INFORMATION SHOWN section start
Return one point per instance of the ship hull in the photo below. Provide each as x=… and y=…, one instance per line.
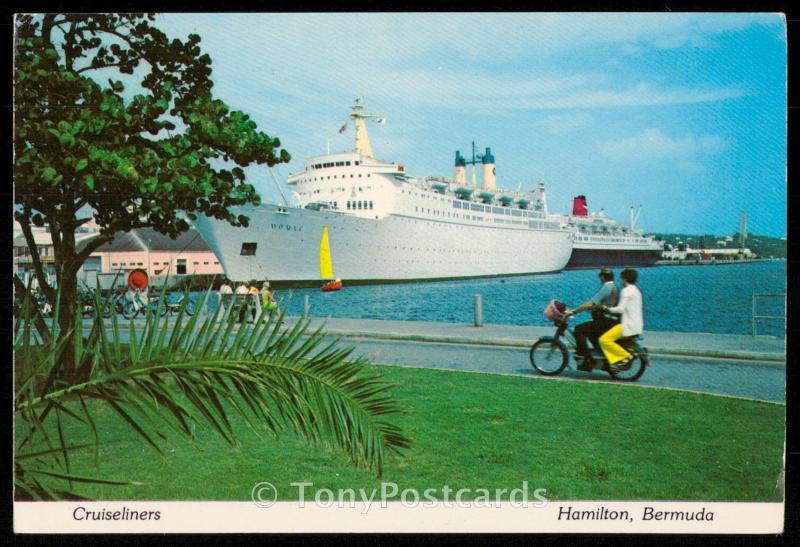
x=583, y=258
x=285, y=242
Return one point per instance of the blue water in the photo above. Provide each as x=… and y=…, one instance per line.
x=715, y=299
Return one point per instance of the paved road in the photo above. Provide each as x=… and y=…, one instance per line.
x=764, y=380
x=757, y=380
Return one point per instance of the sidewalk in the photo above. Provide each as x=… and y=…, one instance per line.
x=730, y=346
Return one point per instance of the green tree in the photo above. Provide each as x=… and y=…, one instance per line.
x=172, y=378
x=115, y=121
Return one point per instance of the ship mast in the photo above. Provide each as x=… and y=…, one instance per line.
x=358, y=115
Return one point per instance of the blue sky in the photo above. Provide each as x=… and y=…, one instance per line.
x=684, y=114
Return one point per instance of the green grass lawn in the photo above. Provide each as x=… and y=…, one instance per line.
x=577, y=440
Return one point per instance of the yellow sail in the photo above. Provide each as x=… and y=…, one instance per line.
x=325, y=263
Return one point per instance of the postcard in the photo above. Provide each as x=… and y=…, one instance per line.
x=400, y=272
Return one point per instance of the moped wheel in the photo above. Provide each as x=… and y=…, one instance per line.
x=130, y=310
x=631, y=373
x=549, y=357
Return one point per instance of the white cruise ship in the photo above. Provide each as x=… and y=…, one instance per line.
x=384, y=225
x=599, y=241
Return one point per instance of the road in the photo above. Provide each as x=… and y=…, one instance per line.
x=763, y=380
x=752, y=379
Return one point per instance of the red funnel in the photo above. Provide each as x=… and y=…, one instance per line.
x=579, y=208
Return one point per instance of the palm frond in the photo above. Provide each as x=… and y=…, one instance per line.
x=170, y=374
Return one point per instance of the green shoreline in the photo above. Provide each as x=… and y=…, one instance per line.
x=577, y=440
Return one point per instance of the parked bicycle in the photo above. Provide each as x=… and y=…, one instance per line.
x=138, y=304
x=550, y=355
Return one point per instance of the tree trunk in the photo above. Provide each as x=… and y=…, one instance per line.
x=67, y=280
x=38, y=321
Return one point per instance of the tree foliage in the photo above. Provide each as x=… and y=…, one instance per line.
x=171, y=377
x=115, y=120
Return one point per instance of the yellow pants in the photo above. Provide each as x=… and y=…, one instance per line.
x=613, y=351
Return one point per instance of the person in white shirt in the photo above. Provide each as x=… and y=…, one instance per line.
x=242, y=293
x=632, y=322
x=225, y=294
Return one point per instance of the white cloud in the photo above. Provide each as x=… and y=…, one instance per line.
x=564, y=123
x=652, y=144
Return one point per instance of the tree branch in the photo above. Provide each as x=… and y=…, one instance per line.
x=89, y=248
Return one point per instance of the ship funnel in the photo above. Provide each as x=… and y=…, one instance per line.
x=579, y=206
x=489, y=181
x=460, y=170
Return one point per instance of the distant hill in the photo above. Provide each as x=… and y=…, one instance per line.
x=764, y=246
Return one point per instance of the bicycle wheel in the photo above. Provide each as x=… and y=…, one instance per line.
x=549, y=357
x=130, y=310
x=632, y=372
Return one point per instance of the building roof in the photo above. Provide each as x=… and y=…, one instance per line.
x=143, y=239
x=43, y=238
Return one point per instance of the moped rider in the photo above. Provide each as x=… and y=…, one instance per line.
x=601, y=322
x=632, y=324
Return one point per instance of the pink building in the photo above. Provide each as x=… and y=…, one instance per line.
x=157, y=254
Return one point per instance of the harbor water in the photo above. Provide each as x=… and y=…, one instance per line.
x=715, y=299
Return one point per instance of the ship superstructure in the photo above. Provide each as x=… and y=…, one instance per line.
x=599, y=241
x=387, y=225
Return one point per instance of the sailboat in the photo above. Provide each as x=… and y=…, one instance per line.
x=326, y=264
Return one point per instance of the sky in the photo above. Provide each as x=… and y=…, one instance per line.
x=683, y=114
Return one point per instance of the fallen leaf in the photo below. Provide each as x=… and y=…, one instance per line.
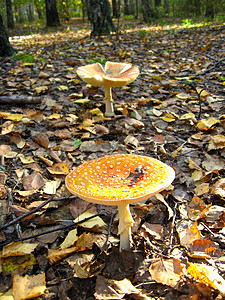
x=207, y=275
x=59, y=169
x=27, y=287
x=166, y=271
x=33, y=181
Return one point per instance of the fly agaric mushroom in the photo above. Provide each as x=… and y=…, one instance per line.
x=111, y=75
x=120, y=179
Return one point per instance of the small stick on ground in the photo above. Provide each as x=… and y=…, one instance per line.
x=17, y=226
x=19, y=100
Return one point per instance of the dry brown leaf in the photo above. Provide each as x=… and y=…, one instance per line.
x=42, y=140
x=207, y=275
x=28, y=287
x=60, y=168
x=189, y=235
x=17, y=249
x=166, y=271
x=113, y=289
x=33, y=181
x=204, y=248
x=219, y=188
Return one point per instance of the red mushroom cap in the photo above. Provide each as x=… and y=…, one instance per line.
x=119, y=179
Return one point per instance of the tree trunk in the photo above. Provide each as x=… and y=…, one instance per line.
x=5, y=48
x=148, y=12
x=136, y=9
x=115, y=9
x=99, y=14
x=209, y=9
x=157, y=3
x=166, y=6
x=126, y=7
x=10, y=20
x=52, y=16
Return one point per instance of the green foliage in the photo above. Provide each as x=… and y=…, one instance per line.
x=77, y=143
x=28, y=58
x=98, y=60
x=187, y=23
x=128, y=17
x=142, y=33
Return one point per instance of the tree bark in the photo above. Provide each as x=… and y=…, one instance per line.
x=5, y=48
x=52, y=16
x=99, y=14
x=166, y=6
x=148, y=12
x=209, y=9
x=10, y=20
x=126, y=7
x=157, y=3
x=115, y=9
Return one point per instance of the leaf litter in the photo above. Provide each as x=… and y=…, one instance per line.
x=174, y=111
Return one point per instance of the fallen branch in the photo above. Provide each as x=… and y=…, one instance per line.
x=52, y=230
x=33, y=211
x=19, y=100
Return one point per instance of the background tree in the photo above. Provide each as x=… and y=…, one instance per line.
x=148, y=12
x=5, y=48
x=99, y=14
x=10, y=20
x=52, y=16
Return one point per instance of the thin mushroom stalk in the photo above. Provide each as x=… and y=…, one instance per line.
x=108, y=76
x=125, y=224
x=109, y=110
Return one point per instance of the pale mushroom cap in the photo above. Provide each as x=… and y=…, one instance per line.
x=112, y=75
x=115, y=179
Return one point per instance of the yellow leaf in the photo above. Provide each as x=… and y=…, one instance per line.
x=50, y=187
x=26, y=160
x=70, y=239
x=207, y=275
x=182, y=96
x=63, y=88
x=54, y=116
x=59, y=169
x=205, y=124
x=96, y=222
x=202, y=189
x=27, y=287
x=168, y=118
x=187, y=236
x=166, y=271
x=41, y=89
x=25, y=193
x=96, y=111
x=7, y=127
x=81, y=101
x=187, y=116
x=17, y=249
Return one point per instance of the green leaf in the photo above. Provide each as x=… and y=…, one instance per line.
x=98, y=60
x=77, y=143
x=24, y=57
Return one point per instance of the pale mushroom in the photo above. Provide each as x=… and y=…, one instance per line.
x=120, y=179
x=111, y=75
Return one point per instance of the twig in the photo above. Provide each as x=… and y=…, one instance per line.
x=53, y=230
x=19, y=100
x=32, y=211
x=109, y=231
x=17, y=226
x=173, y=224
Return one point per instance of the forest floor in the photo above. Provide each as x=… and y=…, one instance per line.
x=173, y=111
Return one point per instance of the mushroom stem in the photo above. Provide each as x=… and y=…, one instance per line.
x=109, y=110
x=125, y=223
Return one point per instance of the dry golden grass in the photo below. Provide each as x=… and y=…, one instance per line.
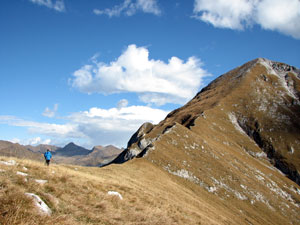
x=78, y=195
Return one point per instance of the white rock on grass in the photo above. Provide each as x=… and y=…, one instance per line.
x=115, y=193
x=22, y=174
x=9, y=163
x=41, y=181
x=40, y=204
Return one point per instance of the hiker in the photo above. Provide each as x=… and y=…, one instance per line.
x=48, y=157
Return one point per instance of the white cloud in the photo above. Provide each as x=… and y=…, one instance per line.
x=224, y=13
x=279, y=15
x=15, y=140
x=122, y=103
x=55, y=130
x=37, y=141
x=153, y=80
x=92, y=127
x=58, y=5
x=50, y=112
x=130, y=7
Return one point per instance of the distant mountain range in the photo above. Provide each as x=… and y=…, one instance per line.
x=69, y=154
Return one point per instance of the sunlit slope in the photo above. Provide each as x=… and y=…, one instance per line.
x=238, y=140
x=79, y=195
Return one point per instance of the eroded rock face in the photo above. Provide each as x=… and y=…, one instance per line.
x=136, y=144
x=262, y=98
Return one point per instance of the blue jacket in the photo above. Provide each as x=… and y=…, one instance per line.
x=48, y=155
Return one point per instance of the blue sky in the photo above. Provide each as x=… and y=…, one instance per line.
x=93, y=71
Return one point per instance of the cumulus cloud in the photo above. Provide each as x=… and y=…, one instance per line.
x=153, y=80
x=55, y=130
x=58, y=5
x=278, y=15
x=50, y=112
x=122, y=103
x=130, y=7
x=92, y=127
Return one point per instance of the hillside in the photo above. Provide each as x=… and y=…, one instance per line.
x=238, y=139
x=86, y=195
x=229, y=156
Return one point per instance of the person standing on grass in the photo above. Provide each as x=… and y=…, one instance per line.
x=48, y=157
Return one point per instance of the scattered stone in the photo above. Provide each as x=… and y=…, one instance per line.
x=40, y=204
x=115, y=193
x=22, y=174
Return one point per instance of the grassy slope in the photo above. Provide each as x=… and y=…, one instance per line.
x=78, y=195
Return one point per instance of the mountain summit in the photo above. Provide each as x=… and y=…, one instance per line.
x=238, y=138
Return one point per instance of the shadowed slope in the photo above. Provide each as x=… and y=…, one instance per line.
x=228, y=139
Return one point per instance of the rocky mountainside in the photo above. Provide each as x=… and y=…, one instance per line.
x=237, y=139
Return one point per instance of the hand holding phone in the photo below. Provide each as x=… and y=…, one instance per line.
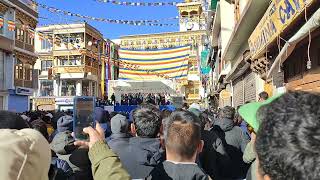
x=83, y=112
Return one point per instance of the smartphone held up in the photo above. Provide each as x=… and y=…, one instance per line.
x=83, y=112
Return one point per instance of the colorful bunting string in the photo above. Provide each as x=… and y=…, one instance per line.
x=123, y=3
x=1, y=22
x=11, y=25
x=106, y=20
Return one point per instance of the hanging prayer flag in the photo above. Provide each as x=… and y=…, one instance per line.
x=1, y=22
x=11, y=26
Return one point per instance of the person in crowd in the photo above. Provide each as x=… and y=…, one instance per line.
x=119, y=138
x=247, y=113
x=113, y=99
x=235, y=142
x=214, y=153
x=73, y=161
x=103, y=117
x=105, y=163
x=40, y=126
x=263, y=96
x=10, y=120
x=185, y=106
x=25, y=154
x=287, y=141
x=238, y=121
x=144, y=150
x=183, y=143
x=47, y=118
x=65, y=123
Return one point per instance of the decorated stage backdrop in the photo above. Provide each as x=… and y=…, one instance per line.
x=171, y=63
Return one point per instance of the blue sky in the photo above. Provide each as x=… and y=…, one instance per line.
x=106, y=10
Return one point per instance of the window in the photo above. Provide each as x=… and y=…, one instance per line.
x=19, y=70
x=1, y=28
x=29, y=38
x=73, y=61
x=20, y=32
x=93, y=88
x=45, y=65
x=63, y=62
x=45, y=44
x=28, y=75
x=68, y=88
x=85, y=88
x=46, y=88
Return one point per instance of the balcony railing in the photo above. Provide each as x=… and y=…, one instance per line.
x=25, y=46
x=75, y=69
x=30, y=4
x=23, y=83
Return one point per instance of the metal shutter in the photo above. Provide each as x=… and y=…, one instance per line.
x=238, y=93
x=250, y=87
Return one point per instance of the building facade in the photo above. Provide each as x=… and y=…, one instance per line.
x=18, y=19
x=192, y=31
x=261, y=46
x=287, y=58
x=73, y=61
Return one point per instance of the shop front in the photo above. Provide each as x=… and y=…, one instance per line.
x=44, y=103
x=64, y=103
x=284, y=46
x=18, y=99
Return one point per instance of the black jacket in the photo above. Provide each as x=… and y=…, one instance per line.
x=234, y=141
x=213, y=154
x=118, y=143
x=171, y=171
x=140, y=155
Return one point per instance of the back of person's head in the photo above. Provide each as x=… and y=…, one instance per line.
x=263, y=96
x=40, y=126
x=112, y=114
x=183, y=135
x=101, y=115
x=25, y=154
x=288, y=139
x=146, y=121
x=119, y=124
x=165, y=113
x=10, y=120
x=227, y=112
x=65, y=123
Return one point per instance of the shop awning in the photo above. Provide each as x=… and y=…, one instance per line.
x=216, y=26
x=214, y=4
x=254, y=10
x=309, y=26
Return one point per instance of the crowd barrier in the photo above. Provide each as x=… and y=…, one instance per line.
x=128, y=109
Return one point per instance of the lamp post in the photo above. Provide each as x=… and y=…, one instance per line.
x=97, y=42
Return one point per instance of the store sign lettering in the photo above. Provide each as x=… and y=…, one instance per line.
x=276, y=19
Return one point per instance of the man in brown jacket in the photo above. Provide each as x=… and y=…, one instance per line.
x=105, y=163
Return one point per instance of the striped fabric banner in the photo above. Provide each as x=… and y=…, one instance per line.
x=158, y=64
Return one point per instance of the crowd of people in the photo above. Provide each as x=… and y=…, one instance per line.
x=275, y=138
x=133, y=99
x=139, y=98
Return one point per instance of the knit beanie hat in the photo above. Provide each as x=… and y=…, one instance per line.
x=65, y=123
x=10, y=120
x=100, y=115
x=119, y=124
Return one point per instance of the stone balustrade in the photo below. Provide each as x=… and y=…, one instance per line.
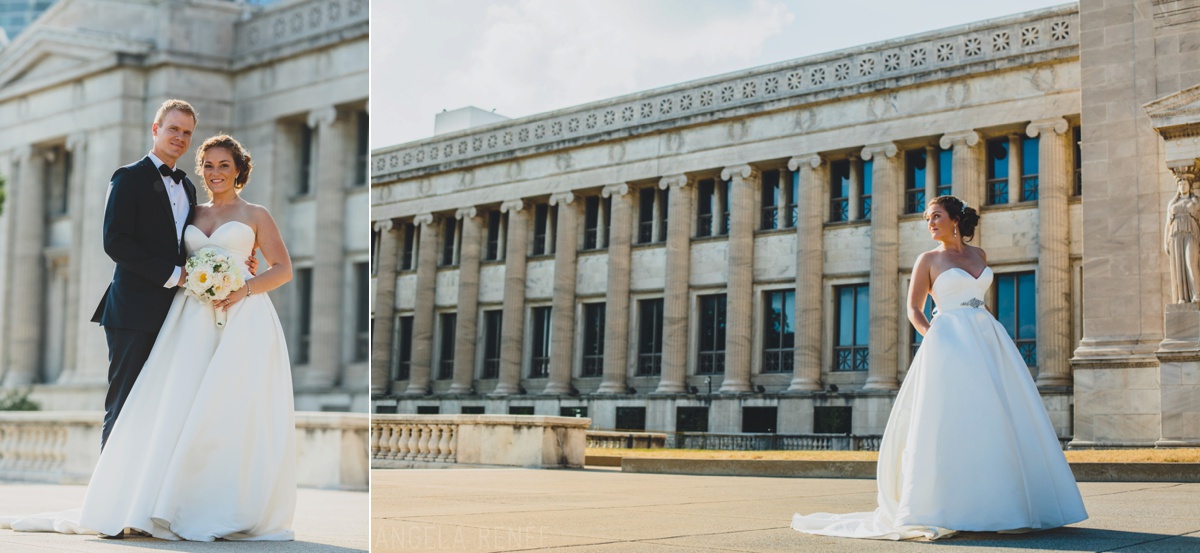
INFORMATION SHOWN section end
> _AIM OF THE TASK_
Retype exactly the lines from the line containing "Return one point per instance of the crowd barrier" through the end of the entries above, including both ends, and leave every picture out.

> _WRITTEN ANSWER_
Return one point per instance of the crowd barrier in the photo above. Provide each as x=… and y=…, one instance per line.
x=128, y=109
Return one point per instance of the lamp post in the photo above. Provide each as x=… and y=…, one instance per line.
x=97, y=42
Return one point per instance of the store sign lettering in the photo above. Provide each as x=… and y=…, one instance per line.
x=276, y=19
Return one point per instance of the man in brown jacket in the photo above. Provide each as x=… and y=…, one instance per line.
x=105, y=163
Return one point per instance of the striped fabric banner in the photo above. Provide each as x=… and y=…, one instance per line.
x=158, y=64
Return one point per instance of the crowd of people in the photo above. Provide each as x=… and y=…, one instance per line.
x=275, y=138
x=133, y=99
x=139, y=98
Return one point per instance of the knit beanie hat in the photo above. Provide each as x=… and y=…, one instance per line.
x=65, y=123
x=10, y=120
x=100, y=115
x=119, y=124
Return one point per instance of the stone balustrade in the photo below. Provide each as x=… and y=…, one instance per line.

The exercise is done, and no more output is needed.